HOW TO COMPLETE THIS TASK —
Give the total number of lines in the data below that include "wall", and nothing else.

[SOURCE INFORMATION Boundary: Start]

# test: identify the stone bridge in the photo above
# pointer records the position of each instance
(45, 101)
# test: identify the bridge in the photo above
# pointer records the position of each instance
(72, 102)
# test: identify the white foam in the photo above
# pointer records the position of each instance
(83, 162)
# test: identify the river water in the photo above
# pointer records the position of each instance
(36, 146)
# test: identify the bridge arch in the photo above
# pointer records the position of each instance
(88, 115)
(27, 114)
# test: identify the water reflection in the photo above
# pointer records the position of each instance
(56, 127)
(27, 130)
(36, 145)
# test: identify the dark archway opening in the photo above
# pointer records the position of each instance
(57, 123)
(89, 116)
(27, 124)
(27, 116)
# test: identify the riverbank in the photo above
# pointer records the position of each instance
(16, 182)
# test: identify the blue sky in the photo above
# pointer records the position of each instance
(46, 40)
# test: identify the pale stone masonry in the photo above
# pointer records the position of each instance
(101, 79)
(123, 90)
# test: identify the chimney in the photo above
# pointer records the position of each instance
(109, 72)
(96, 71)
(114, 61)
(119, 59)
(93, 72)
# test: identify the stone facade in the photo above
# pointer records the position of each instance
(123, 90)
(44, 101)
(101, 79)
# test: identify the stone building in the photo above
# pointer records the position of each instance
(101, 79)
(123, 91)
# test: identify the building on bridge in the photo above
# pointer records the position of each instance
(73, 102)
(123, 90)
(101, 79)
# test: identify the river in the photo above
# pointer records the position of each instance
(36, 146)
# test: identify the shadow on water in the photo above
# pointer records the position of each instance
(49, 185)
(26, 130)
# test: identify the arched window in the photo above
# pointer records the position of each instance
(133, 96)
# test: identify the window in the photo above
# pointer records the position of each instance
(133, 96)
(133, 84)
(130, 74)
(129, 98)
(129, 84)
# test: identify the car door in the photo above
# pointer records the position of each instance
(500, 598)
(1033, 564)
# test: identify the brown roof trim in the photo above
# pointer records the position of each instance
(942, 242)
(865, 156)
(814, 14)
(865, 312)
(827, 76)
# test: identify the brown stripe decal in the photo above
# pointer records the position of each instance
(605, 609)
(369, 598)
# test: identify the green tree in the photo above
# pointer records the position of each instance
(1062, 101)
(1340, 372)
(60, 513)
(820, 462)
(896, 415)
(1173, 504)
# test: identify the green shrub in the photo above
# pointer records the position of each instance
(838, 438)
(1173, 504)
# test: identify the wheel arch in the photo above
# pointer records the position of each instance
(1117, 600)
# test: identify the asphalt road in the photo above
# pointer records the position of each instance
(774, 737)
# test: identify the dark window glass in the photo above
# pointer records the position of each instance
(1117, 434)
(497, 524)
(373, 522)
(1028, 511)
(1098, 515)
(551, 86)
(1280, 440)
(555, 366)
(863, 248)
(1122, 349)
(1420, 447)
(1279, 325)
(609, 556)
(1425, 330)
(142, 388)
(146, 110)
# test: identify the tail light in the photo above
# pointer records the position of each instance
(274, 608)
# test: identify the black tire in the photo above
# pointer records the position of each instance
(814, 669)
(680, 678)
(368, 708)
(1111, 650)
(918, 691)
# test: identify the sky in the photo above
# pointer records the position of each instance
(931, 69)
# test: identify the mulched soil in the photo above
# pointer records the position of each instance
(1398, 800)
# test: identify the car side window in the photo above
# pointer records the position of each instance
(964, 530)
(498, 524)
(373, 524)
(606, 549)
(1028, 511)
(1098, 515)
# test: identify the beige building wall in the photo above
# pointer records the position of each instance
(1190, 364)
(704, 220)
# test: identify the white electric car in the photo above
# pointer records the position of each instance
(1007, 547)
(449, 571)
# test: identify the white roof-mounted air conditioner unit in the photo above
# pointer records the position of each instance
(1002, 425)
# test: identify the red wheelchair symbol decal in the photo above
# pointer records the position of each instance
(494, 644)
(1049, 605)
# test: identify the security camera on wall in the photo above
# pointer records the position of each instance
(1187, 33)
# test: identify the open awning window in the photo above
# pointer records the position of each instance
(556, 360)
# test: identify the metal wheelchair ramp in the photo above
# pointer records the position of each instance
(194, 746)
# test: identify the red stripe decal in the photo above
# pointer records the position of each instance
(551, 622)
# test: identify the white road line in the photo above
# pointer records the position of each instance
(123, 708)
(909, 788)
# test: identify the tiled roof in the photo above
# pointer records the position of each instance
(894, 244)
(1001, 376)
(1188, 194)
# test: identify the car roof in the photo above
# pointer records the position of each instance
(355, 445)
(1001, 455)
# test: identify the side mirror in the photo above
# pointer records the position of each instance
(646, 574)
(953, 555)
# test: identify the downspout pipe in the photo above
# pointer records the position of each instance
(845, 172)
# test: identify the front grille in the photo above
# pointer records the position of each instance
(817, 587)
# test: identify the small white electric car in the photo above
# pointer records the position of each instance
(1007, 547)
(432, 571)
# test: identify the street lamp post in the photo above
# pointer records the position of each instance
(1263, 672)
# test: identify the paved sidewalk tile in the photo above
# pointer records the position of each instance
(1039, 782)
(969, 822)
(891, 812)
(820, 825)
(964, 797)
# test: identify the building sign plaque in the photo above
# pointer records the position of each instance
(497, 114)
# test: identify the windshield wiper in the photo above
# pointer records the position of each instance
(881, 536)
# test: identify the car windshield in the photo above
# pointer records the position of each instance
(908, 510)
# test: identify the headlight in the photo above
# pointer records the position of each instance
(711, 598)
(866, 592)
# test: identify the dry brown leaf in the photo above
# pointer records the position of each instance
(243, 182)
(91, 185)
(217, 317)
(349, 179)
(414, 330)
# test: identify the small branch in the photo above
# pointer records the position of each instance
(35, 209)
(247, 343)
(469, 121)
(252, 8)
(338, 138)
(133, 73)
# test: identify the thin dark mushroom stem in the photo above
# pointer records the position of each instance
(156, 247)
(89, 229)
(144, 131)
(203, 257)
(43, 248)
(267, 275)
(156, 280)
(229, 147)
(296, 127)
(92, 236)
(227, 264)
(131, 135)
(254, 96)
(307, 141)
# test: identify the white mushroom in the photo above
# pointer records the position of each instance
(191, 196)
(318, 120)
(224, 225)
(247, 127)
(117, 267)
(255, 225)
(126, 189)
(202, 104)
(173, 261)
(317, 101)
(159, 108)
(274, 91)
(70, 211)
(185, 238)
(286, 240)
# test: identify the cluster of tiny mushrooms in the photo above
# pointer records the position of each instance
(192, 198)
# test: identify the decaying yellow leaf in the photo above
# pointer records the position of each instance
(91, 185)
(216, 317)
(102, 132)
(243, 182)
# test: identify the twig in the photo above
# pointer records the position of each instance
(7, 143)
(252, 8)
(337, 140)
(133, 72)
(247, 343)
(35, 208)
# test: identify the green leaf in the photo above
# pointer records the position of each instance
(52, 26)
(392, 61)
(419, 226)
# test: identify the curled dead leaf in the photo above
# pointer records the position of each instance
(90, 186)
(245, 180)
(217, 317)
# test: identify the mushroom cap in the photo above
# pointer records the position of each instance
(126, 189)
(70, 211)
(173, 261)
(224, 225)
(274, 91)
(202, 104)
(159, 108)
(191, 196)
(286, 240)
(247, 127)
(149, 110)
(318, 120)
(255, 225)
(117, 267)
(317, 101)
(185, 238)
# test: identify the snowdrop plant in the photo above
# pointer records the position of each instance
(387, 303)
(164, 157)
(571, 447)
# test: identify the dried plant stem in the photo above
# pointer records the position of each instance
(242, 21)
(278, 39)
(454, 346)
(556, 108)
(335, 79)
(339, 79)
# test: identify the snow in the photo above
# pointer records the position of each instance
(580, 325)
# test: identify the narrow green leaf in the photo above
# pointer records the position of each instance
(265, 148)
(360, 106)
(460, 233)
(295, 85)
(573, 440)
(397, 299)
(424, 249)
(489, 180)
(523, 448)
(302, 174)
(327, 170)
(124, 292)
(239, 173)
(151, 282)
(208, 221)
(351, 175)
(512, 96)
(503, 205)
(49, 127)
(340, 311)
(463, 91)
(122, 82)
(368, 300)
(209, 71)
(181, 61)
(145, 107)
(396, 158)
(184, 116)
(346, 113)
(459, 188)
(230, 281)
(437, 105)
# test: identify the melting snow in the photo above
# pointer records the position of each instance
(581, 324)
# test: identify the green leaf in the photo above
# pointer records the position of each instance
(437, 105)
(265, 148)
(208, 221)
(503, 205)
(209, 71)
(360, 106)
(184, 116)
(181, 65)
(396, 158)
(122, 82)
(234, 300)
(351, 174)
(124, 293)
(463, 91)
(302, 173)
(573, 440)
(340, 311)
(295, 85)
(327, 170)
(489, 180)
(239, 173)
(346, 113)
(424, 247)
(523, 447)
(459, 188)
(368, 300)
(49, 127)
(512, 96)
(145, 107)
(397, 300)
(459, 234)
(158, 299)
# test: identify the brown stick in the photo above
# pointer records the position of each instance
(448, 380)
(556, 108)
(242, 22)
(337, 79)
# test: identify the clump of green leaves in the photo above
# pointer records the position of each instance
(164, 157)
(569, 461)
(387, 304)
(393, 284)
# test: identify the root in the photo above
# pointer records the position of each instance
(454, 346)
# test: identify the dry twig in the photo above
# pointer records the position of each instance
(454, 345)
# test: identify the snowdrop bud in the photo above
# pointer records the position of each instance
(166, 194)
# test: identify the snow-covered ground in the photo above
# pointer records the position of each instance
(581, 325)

[SOURCE INFORMATION Boundary: End]

RESPONSE AREA —
2